__JOB__
Present the lines as a Markdown table, starting with the line that contains "Annotate the dry" and going on through the end of the records, with a column named "Row" for the row number and a column named "Line" for the line, leaving out any blank lines.

__DATASET ROWS__
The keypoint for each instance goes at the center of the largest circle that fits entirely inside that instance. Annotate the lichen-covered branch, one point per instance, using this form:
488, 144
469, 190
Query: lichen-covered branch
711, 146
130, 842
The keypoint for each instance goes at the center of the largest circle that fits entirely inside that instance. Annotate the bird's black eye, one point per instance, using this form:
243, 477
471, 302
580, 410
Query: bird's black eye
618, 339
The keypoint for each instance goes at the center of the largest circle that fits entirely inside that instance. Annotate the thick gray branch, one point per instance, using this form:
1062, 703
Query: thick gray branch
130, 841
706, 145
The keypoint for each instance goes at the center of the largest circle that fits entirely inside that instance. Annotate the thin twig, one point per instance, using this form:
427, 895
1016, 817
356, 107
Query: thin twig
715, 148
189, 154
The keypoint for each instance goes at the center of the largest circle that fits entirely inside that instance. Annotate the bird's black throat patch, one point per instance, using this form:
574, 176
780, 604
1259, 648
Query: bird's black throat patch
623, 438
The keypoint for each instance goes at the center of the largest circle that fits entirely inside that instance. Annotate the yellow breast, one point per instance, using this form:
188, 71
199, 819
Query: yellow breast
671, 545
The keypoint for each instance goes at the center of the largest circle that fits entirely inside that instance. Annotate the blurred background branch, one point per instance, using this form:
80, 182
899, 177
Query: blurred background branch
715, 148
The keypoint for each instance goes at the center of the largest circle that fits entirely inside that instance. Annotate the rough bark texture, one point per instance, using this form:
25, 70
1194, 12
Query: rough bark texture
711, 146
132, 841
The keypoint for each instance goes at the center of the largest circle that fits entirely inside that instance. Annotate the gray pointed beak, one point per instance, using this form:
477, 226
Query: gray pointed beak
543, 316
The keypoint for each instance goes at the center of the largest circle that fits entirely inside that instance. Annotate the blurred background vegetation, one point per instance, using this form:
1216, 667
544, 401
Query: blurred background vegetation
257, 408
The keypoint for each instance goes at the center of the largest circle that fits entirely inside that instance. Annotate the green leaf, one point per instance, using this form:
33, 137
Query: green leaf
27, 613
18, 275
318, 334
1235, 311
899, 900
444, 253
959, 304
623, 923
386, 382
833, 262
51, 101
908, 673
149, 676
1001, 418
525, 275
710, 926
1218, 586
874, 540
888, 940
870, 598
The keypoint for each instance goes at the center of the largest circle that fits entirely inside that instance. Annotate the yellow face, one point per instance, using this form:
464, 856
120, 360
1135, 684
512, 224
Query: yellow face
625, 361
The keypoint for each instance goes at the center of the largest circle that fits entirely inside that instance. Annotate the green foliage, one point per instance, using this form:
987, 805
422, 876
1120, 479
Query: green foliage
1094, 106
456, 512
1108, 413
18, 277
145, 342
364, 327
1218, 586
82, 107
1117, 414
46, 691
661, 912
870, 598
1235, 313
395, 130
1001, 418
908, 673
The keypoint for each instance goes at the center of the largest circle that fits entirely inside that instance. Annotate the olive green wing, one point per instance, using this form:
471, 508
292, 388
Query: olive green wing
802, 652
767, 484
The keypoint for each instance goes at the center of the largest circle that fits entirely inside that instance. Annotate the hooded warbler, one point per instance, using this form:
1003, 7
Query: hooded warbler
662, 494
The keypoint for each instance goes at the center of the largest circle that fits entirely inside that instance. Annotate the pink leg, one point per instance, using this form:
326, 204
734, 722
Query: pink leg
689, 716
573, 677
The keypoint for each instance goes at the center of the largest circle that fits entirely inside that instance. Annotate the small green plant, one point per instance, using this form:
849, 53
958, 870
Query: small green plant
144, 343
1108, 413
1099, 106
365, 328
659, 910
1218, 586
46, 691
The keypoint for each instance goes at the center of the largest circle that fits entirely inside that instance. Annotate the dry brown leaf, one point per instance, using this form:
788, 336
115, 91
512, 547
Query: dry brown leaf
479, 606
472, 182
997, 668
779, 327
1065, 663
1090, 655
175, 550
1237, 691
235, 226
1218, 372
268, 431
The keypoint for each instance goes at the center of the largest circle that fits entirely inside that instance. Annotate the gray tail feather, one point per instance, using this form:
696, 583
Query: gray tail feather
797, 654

__EXERCISE SOLUTION__
| Row | Line |
|---|---|
| 1 | The keypoint for each instance goes at the center of the largest circle that fits entirely inside that instance. Annotate the dry brown leaf, one point per instance, using this form: |
| 2 | 788, 336 |
| 3 | 115, 91 |
| 4 | 512, 547 |
| 5 | Query: dry brown leaf |
| 6 | 479, 606 |
| 7 | 472, 182 |
| 8 | 997, 668 |
| 9 | 779, 327 |
| 10 | 1065, 663 |
| 11 | 1090, 655 |
| 12 | 175, 550 |
| 13 | 1237, 691 |
| 14 | 235, 226 |
| 15 | 1218, 372 |
| 16 | 268, 431 |
| 17 | The keypoint for each instance goes at the center of the largest circle that fits entirely inside that instance. Annotate the gray tail feather, one point per instance, using this form: |
| 18 | 696, 583 |
| 19 | Query: gray tail feather |
| 20 | 797, 654 |